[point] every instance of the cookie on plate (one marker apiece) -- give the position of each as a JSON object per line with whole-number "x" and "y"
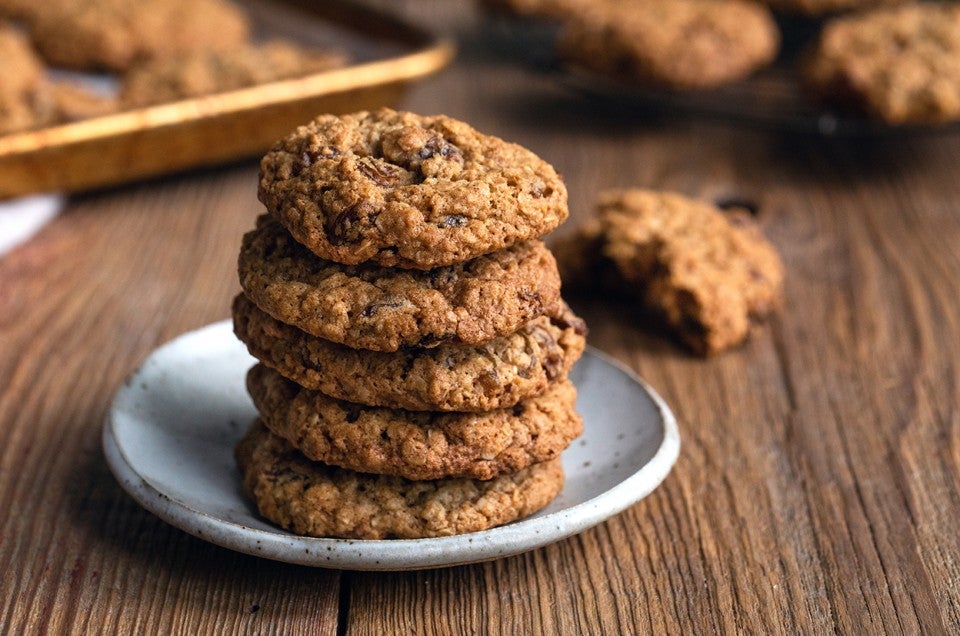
{"x": 672, "y": 44}
{"x": 416, "y": 444}
{"x": 705, "y": 272}
{"x": 403, "y": 190}
{"x": 310, "y": 498}
{"x": 207, "y": 72}
{"x": 497, "y": 374}
{"x": 383, "y": 309}
{"x": 900, "y": 65}
{"x": 114, "y": 34}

◆ **EXERCISE DESCRIPTION**
Rewrite the records above with "cookie" replaced by "biscuit" and nothing else changed. Leave the pictures out of your answer.

◆ **OUTPUT OF THE EXERCISE**
[point] every instance of the biscuit on plate (one marker apiece) -- give the position of each as a JSON object per line with whole-number "x" and "y"
{"x": 672, "y": 44}
{"x": 416, "y": 444}
{"x": 705, "y": 272}
{"x": 403, "y": 190}
{"x": 310, "y": 498}
{"x": 207, "y": 72}
{"x": 497, "y": 374}
{"x": 383, "y": 309}
{"x": 900, "y": 65}
{"x": 114, "y": 34}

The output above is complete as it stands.